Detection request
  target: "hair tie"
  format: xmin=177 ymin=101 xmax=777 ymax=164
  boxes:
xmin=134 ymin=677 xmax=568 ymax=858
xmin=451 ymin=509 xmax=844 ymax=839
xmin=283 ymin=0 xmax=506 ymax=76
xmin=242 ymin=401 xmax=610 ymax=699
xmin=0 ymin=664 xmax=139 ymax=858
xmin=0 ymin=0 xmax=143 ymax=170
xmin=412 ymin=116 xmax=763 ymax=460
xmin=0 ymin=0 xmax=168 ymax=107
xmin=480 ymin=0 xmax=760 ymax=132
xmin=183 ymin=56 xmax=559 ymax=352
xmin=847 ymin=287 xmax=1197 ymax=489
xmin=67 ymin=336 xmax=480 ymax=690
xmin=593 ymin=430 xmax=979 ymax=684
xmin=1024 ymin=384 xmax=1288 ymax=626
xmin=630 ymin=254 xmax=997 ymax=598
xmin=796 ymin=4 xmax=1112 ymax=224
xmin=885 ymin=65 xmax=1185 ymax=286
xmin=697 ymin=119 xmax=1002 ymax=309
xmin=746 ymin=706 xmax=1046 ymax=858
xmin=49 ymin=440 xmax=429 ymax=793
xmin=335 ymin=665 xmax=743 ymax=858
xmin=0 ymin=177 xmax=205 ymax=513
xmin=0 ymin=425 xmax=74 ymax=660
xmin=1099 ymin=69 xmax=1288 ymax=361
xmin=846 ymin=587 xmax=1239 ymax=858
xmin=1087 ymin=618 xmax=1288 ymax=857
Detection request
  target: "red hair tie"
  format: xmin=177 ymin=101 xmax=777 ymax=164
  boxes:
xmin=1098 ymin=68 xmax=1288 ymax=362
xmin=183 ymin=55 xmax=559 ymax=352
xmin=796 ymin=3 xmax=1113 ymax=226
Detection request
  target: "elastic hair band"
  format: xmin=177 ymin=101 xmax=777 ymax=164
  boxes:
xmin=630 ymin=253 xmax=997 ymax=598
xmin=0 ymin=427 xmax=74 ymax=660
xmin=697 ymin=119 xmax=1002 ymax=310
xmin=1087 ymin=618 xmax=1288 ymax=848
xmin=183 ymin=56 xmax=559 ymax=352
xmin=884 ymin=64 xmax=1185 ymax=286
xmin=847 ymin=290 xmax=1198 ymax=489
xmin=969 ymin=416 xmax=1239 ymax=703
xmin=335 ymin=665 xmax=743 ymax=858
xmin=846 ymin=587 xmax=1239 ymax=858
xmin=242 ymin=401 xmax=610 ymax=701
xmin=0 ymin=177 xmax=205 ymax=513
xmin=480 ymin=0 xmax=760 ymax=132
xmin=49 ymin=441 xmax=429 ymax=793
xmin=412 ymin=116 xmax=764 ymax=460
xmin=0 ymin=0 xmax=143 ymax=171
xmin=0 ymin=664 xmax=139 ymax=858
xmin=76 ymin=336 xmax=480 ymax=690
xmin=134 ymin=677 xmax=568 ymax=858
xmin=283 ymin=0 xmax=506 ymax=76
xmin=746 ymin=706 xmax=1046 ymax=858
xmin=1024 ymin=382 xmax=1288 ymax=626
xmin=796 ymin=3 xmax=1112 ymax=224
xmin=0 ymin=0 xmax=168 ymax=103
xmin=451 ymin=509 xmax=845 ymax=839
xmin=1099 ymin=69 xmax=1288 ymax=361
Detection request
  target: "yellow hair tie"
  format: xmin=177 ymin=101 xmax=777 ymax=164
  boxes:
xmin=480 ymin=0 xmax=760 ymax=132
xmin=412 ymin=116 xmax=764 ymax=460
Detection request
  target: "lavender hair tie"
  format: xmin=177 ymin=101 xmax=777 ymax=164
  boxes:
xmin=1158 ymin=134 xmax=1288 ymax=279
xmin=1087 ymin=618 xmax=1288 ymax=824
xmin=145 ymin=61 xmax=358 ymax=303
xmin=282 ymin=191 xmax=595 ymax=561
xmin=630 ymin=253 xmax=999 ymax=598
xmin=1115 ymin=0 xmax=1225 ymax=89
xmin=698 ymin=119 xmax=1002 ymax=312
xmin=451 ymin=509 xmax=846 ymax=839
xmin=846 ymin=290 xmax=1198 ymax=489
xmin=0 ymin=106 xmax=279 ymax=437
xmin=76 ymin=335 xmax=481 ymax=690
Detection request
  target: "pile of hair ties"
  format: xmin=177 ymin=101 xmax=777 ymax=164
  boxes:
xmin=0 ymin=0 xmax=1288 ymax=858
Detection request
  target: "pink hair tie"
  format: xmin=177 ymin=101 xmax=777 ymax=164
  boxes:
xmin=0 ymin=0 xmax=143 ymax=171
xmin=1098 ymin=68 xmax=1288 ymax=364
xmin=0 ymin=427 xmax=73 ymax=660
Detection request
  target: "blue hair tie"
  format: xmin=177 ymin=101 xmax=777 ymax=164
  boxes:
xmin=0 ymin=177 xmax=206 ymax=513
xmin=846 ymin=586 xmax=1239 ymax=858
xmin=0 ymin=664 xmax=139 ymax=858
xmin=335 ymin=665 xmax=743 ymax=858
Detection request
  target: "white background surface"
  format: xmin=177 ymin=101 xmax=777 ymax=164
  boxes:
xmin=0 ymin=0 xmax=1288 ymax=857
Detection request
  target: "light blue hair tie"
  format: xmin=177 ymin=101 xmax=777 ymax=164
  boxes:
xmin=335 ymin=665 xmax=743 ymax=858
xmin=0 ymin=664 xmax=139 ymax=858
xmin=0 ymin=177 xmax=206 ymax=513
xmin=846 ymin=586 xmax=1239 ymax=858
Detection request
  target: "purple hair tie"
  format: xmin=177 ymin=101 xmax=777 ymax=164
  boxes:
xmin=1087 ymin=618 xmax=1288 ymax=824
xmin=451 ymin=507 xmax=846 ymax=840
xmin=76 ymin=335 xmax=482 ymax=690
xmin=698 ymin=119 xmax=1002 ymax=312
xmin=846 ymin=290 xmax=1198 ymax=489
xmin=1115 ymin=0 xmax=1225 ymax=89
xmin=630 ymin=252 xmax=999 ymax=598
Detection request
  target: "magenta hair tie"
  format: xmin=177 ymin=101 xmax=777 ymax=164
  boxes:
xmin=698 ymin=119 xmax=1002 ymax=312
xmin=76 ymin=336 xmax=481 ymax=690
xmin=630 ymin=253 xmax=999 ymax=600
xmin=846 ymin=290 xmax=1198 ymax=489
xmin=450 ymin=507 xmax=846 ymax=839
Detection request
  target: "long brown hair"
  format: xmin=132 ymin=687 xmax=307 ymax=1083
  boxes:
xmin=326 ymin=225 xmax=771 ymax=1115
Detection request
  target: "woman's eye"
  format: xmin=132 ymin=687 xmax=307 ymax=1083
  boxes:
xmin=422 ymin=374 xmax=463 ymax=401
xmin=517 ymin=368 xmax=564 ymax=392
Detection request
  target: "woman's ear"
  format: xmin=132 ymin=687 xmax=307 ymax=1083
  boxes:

• EXERCISE AIM: Count the lines in the records that contain the string "blue" and give only the number.

• CORRECT ANSWER: 2